The records:
┏━━
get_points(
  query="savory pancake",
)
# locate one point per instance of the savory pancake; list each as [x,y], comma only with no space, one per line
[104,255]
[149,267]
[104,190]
┗━━
Goal of the exercise: Using the entries above, copy exactly the lines from the one containing "# locate one" through the last, both included.

Solution to this task:
# locate one point per instance of the savory pancake; list each as [x,y], comma only with no space, one per line
[104,255]
[149,267]
[104,190]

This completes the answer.